LESETEXT:
Um 9.30 Uhr New Yorker Ortszeit war es so weit: Alibaba-Gründer Jack Ma läutete auf die Sekunde genau die Eröffnungsglocke der New York Stock Exchange. Zuvor überreichte er dem Präsidenten der größten Wertpapierbörse noch eine etwa 1,20 Meter große Tao-Puppe, das Maskottchen von Alibabas erfolgreicher Handelsplattform Taobao.
Seitdem wird auf dem Börsenparkett eifrig gehandelt; die New Yorker Börse brauchte sogar mehr als zwei Stunden nach Handelsbeginn, ehe sie den ersten Kurs für die begehrte Aktie des chinesischen Online-Händlers nennen konnte. Der Preis für das Wertpapier kennt am ersten Handelstag nur eine Richtung. Und zwar nach oben. Die Aktien waren zu einem Stückpreis von 68 Dollar ausgegeben worden, doch angesichts der riesigen Nachfrage lag die Erstnotiz am Vormittag bereits bei 92,70 Dollar – ein Sprung von mehr als einem Drittel.

DATENZEILEN:
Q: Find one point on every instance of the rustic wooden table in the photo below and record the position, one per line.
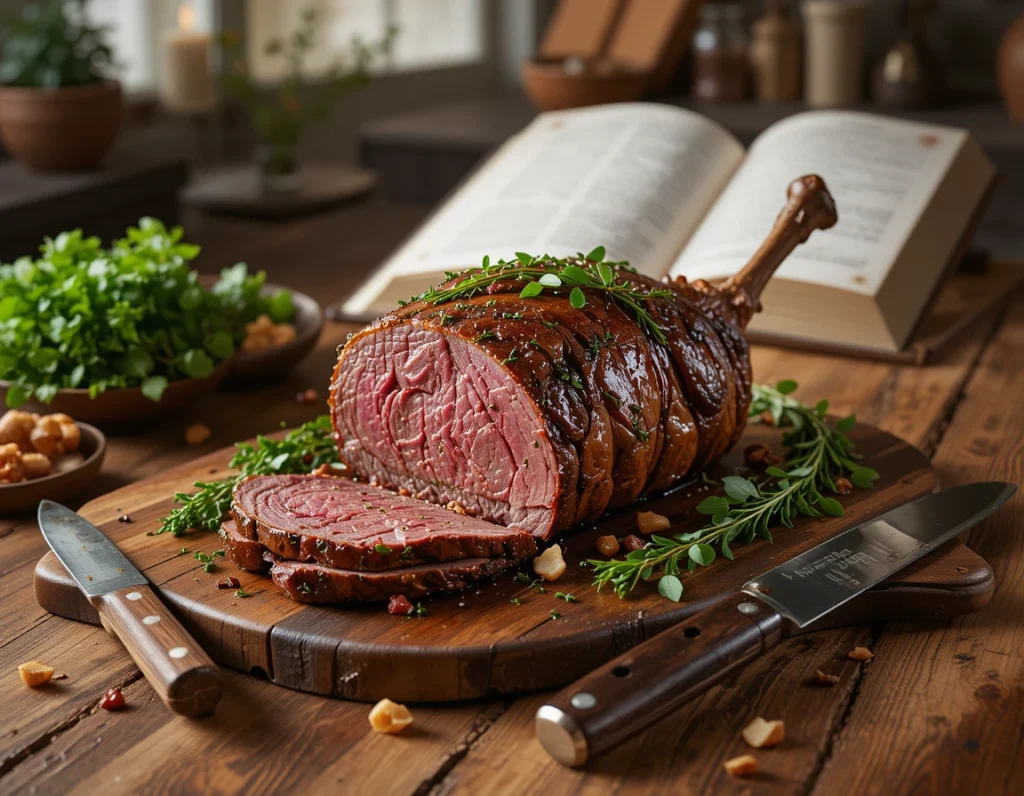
(939, 710)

IHRE AUFGABE:
Prüfen Sie, ob die drei Aussagen mit dem Lesetext übereinstimmen. Antworten Sie jeweils mit Ja oder Nein und zitieren Sie die entscheidenden Worte des Lesetextes wörtlich.
1. Jack Ma läutete die Eröffnungsglocke um 9.30 Uhr New Yorker Ortszeit.
2. Die Tao-Puppe, die Jack Ma überreichte, ist etwa zwei Meter groß.
3. Die Aktien wurden zu einem Stückpreis von 92,70 Dollar ausgegeben.
Die Daten sind eigenständiges Material und gehören nicht zum Lesetext.

ERGEBNIS DER AUFGABE:
1. Ja: „Um 9.30 Uhr New Yorker Ortszeit war es so weit: Alibaba-Gründer Jack Ma läutete auf die Sekunde genau die Eröffnungsglocke der New York Stock Exchange.“
2. Nein: „eine etwa 1,20 Meter große Tao-Puppe“
3. Nein: „Die Aktien waren zu einem Stückpreis von 68 Dollar ausgegeben worden“